[Work order] If a line in the records below contains the word "agave", return that line.

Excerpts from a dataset
━━━━━━━━━━━━━━━━━━━━━━━━━━━━━━

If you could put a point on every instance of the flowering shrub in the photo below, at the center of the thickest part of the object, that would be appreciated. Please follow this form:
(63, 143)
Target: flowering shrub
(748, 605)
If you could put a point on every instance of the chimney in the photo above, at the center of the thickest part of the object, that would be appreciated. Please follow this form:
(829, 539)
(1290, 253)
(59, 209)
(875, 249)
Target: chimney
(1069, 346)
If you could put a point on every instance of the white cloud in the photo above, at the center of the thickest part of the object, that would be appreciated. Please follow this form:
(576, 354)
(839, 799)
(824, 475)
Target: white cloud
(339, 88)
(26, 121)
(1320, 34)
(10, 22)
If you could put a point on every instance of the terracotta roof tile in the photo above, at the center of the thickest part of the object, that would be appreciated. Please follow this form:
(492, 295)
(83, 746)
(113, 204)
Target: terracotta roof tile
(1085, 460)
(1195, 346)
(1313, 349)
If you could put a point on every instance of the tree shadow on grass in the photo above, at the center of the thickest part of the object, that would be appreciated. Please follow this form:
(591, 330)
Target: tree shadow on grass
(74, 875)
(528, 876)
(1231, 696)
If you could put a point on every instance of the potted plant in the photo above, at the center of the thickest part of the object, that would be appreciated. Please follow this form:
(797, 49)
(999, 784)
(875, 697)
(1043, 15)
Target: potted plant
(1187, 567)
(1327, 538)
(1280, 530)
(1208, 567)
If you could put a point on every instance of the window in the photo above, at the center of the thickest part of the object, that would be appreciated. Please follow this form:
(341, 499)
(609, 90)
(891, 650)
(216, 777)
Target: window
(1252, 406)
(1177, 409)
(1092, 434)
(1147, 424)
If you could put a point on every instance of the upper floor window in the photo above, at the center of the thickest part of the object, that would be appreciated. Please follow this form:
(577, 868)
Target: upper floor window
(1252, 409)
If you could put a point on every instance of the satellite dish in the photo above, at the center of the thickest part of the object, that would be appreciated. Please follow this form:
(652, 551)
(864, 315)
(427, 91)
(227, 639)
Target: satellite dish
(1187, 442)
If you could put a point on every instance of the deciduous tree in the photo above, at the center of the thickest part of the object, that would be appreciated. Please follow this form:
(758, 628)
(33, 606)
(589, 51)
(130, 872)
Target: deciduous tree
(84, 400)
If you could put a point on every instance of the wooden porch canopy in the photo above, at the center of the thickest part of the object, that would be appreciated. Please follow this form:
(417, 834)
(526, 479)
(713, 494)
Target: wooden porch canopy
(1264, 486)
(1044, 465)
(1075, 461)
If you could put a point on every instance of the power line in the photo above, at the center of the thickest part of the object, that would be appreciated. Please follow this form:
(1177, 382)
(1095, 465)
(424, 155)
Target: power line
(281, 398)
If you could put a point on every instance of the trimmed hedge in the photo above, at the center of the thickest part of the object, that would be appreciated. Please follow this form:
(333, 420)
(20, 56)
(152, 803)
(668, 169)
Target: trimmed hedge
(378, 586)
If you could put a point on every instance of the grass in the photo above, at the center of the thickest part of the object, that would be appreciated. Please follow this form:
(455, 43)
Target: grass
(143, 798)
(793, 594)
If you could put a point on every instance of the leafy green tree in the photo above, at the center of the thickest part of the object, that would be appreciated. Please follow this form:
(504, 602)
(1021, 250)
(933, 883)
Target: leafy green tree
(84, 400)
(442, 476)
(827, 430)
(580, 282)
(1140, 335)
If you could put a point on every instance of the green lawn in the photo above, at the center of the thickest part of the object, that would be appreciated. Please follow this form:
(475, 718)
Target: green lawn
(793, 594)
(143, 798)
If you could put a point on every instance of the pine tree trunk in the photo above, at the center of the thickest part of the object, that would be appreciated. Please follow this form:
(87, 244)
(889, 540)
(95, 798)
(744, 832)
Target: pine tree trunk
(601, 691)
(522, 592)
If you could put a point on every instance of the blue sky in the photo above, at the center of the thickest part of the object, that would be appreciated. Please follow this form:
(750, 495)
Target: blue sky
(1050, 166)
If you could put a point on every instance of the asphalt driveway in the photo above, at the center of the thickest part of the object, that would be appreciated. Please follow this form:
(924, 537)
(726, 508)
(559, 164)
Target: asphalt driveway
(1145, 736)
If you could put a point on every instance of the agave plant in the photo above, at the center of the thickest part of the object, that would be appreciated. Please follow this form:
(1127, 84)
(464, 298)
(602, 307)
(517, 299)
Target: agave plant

━━━━━━━━━━━━━━━━━━━━━━━━━━━━━━

[Response to this task]
If you could put a point on every instance of the agave plant in the photo above, at the center of the thickest part of the object, that would be appreciated. Please follow this form:
Target: agave plant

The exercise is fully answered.